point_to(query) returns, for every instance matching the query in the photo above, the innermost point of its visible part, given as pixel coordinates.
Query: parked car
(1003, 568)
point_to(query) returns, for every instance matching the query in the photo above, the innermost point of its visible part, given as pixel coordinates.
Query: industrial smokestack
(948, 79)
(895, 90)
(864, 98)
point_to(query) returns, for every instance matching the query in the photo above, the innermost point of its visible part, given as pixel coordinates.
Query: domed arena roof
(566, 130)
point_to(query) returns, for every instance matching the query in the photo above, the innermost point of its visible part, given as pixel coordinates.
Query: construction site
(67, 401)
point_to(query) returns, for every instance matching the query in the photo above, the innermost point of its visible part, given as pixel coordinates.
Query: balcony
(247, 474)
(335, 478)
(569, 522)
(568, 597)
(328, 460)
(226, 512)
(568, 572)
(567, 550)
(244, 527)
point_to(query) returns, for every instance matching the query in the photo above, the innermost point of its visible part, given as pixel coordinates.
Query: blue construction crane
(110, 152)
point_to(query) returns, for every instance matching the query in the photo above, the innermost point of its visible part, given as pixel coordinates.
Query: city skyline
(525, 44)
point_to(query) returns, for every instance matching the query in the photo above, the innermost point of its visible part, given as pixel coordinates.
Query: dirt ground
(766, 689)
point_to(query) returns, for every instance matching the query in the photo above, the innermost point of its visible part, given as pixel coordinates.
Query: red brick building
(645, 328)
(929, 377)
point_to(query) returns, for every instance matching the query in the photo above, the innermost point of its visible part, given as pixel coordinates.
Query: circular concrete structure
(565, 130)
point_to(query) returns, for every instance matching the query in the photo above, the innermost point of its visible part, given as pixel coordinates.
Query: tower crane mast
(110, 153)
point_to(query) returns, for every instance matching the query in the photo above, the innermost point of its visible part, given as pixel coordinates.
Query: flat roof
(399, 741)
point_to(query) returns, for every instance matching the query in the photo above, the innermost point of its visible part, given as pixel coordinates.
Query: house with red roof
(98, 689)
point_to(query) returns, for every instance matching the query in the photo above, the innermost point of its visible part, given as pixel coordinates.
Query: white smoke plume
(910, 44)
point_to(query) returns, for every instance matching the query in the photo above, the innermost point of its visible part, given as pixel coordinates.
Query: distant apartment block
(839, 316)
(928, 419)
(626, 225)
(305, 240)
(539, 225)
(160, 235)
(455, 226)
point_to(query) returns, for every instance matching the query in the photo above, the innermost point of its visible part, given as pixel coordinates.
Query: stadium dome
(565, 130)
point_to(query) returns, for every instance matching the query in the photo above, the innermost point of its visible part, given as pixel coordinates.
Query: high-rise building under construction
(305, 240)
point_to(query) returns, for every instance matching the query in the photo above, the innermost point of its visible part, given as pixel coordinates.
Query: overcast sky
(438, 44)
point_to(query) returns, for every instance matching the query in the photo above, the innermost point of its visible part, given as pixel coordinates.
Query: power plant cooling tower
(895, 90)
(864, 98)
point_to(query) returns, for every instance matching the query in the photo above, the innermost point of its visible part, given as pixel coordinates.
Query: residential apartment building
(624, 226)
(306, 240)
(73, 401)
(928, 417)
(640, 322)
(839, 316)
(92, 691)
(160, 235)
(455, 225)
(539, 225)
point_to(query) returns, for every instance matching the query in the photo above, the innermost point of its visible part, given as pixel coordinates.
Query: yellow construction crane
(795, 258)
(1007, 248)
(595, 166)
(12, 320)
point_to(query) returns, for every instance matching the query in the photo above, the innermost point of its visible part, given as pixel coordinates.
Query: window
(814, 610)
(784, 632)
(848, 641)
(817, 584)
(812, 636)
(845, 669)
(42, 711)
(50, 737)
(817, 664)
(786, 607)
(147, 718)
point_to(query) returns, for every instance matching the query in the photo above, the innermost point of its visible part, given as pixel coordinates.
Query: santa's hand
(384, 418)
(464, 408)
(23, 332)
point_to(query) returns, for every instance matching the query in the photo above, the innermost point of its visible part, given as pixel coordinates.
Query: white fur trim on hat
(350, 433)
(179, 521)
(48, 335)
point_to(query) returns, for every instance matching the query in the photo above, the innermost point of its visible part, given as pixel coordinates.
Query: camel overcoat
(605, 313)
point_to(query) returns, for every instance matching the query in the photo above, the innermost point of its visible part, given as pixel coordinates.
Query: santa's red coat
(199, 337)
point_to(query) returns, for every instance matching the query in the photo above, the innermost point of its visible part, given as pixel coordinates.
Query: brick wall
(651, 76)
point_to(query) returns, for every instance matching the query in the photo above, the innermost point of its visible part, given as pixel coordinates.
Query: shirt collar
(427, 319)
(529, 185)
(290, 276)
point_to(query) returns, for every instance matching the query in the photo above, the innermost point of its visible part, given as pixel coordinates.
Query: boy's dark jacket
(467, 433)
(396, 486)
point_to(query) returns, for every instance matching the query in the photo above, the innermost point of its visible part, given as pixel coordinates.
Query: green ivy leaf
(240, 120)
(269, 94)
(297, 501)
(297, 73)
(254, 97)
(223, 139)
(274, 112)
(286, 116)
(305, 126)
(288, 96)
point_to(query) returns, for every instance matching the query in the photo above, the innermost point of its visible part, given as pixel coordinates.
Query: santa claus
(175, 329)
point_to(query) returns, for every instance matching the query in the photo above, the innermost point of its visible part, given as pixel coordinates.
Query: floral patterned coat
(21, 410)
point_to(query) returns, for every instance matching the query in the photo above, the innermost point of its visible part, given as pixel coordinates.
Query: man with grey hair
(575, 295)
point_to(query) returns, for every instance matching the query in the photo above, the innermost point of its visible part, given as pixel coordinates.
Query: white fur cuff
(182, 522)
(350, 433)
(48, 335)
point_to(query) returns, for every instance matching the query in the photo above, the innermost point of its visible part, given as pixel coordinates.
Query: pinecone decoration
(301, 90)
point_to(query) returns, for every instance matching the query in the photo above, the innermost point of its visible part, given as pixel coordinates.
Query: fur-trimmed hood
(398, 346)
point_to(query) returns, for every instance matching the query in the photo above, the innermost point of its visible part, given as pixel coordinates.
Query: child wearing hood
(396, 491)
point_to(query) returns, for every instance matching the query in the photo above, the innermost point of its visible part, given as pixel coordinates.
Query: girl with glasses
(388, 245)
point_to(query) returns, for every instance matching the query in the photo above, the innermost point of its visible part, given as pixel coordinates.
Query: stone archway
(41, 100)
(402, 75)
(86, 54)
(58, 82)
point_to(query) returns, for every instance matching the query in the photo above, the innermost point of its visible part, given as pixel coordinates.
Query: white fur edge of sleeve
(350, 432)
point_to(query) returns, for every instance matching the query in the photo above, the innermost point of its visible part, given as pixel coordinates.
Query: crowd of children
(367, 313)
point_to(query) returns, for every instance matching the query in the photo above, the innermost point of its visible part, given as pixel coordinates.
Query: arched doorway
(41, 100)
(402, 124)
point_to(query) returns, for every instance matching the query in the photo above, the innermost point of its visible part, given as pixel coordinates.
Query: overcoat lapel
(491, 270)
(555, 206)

* * * * * * * * *

None of the records may be omitted or altered when they are given again.

point_to(query) returns, for every instance matching the query in the photo above, the innermost point of its visible part, given as pixel coordinates.
Query: parked car
(1003, 568)
point_to(query) returns, for every instance matching the query in the photo above, the innermost point of its visible part, given as pixel coordinates.
Query: industrial smokestack
(948, 79)
(895, 90)
(864, 98)
point_to(query) returns, for every instance matching the query in the photo above, the innermost point of its visible part, given as pixel coordinates.
Query: domed arena roof
(566, 130)
point_to(query) returns, for every instance matching the query in the photo above, the innermost point of its visible part, given as pixel coordinates.
Query: construction site
(67, 401)
point_to(query) returns, for every instance matching the query in the photo above, the innermost point of its visible part, given as pixel coordinates.
Query: balcony
(247, 474)
(335, 478)
(569, 522)
(568, 597)
(328, 460)
(226, 512)
(568, 572)
(567, 550)
(244, 527)
point_to(query) returns, for every instance matching the query in the photo above, the innermost point of its visible part, given as pixel coordinates.
Query: blue construction crane
(110, 152)
point_to(query) returns, for every instance matching the query in the photo above, the innermost point of its visible part, given as pixel coordinates.
Query: city skyline
(525, 44)
point_to(query) returns, for every instance matching the query in the photo above, the innermost point of its visible part, given as pixel coordinates.
Query: dirt ground
(766, 689)
point_to(query) returns, for every instance matching the query in the photo above, the innermost point of its visible part, given as pixel coordinates.
Query: red brick building
(645, 328)
(929, 377)
point_to(query) returns, for every instance matching the query in the photo above, the innermost point of its visible part, given as pixel coordinates.
Query: circular concrete structure
(565, 130)
point_to(query) returns, for every instance matching the query in the photo above, the innermost point of its visible part, given as pixel coordinates.
Query: tower crane mast
(110, 153)
point_to(query) returns, for every instance matching the query in the photo above, the innermost point of its visible part, given as pixel coordinates.
Query: flat roof
(399, 741)
point_to(query) returns, for every instance matching the query in the photo above, the innermost point of its visible part, given as pixel coordinates.
Query: house with red roof
(98, 689)
point_to(query) returns, for every instance matching the query in the photo above, the innermost point of its visible part, given as pixel coordinates.
Query: white smoke plume
(910, 44)
point_to(query) returns, for every instance matching the query in the photo above, the innermost point of its visible part, given as pixel coordinates.
Query: distant apartment block
(839, 316)
(928, 419)
(626, 225)
(305, 240)
(539, 225)
(160, 235)
(455, 226)
point_to(query) returns, for every instance matching the query in the photo above, the innermost point of its visible part, given as pixel coordinates.
Query: stadium dome
(565, 130)
point_to(query) returns, for every instance matching the query in the photo above, the innermost point of its visible part, given as pixel coordinates.
Query: high-rise building under construction
(305, 240)
point_to(query) returns, for every instance matching the query in the photo above, the innermost point of its visible part, given as pixel coordinates.
Query: overcast sky
(438, 44)
point_to(query) returns, for every instance matching the query in the photo above, the innermost point of its visible part, given as pixel coordinates.
Query: power plant cooling tower
(895, 90)
(864, 98)
point_to(query) returns, for every instance matching the query in the photo above, the innermost point of its visible part, given as pixel coordinates.
Query: residential apartment building
(624, 226)
(306, 240)
(73, 401)
(928, 417)
(640, 322)
(839, 316)
(92, 691)
(160, 235)
(455, 225)
(539, 225)
point_to(query) returns, for every instance matching the query in the photo above, the innermost point of its visible part, given as pixel coordinates.
Query: yellow construction crane
(795, 258)
(1007, 248)
(595, 166)
(12, 320)
point_to(query) returns, for every instance matching the query in the photo above, the innermost point of its visible part, given as pixel coordinates.
Query: window
(814, 610)
(784, 632)
(848, 641)
(817, 584)
(812, 636)
(845, 669)
(42, 711)
(50, 737)
(817, 664)
(786, 607)
(147, 718)
point_to(query) returns, for every instance matching the query in the photo above, the innermost point of its visible part, given as pixel coordinates.
Query: santa's hand
(384, 418)
(464, 408)
(23, 332)
point_to(query) returns, for every instance matching the query in the photo above, the innermost point of its visible part, given as pixel coordinates.
Query: white fur trim on hat
(350, 433)
(179, 521)
(48, 335)
point_to(query) returns, for every instance matching the query in the photo above, the innermost point of its visible part, given as pixel coordinates.
Query: camel overcoat
(605, 313)
point_to(query) returns, for every instance matching the query in the photo above, the innermost point of its visible part, given as pixel coordinates.
Query: santa's red coat
(199, 337)
point_to(query) returns, for every instance matching the query in the photo above, the innermost point of its visible part, given as pixel coordinates.
Query: brick wall
(651, 76)
point_to(query) returns, for every instance matching the query in the photo above, the innermost point of its visible part, given as pixel coordinates.
Query: shirt collar
(427, 319)
(529, 185)
(290, 276)
point_to(query) returns, for every instance matching the query in the photo above, the innermost point of its visible part, given as pixel coordinates.
Query: boy's dark jacket
(467, 433)
(396, 486)
point_to(query) returns, for every instance matching the query in the photo above, the innermost point of its visible part, given as pixel coordinates.
Query: green ivy leaf
(240, 120)
(269, 94)
(297, 501)
(297, 73)
(254, 97)
(223, 139)
(274, 112)
(286, 116)
(305, 126)
(288, 96)
point_to(query) returns, for every instance matching the query in the photo above, the innermost point of its visible part, given as pixel coordinates.
Query: santa claus
(175, 329)
point_to(query) returns, for every instance matching the query in the photo above, the innermost point of its visible part, given as pixel coordinates.
Query: floral patterned coat
(21, 410)
point_to(query) returns, for every instance matching the query in the photo above, the innermost point of its visible part, given as pixel coordinates.
Query: man with grey hair
(575, 295)
point_to(query) returns, for every instance matching the query in the photo above, the innermost point of its visible part, given as pixel coordinates.
Query: white fur cuff
(182, 522)
(350, 433)
(48, 335)
point_to(query) returns, for every instance matching the query in the photo above, the innermost point of its visible part, given as pixel coordinates.
Query: pinecone decoration
(301, 90)
point_to(query) returns, for every instance matching the query in the photo above, the innermost point of its visible part, given as pixel coordinates.
Query: fur-trimmed hood
(398, 346)
point_to(query) returns, for every instance matching the query in the photo above, the innermost point of its visible part, given as pixel coordinates.
Query: child wearing hood
(396, 491)
point_to(query) returns, for every instance matching the query in the photo above, the innermost point of its visible part, given as pixel coordinates.
Query: girl with glasses
(388, 245)
point_to(query) returns, for every instance matching the query in the photo above, the innermost point of its visible part, given as pixel coordinates.
Query: stone archway
(41, 100)
(402, 75)
(86, 54)
(58, 82)
point_to(query) returns, for every instance matching the query in the photo above, the innermost point of its visible part, given as pixel coordinates.
Query: white fur edge of sleeve
(350, 432)
point_to(query) returns, for every instance matching the query in the photo above, the innermost point of its visible part, given as pixel coordinates.
Query: crowd of children
(367, 313)
point_to(query) returns, for every instance matching the query in the photo above, the innermost point of its visible part, given as pixel coordinates.
Query: arched doorway
(41, 100)
(402, 124)
point_to(query) returns, for every instance matching the query in the photo above, the innermost point of its visible part, given as pixel coordinates.
Query: overcoat lapel
(491, 270)
(555, 206)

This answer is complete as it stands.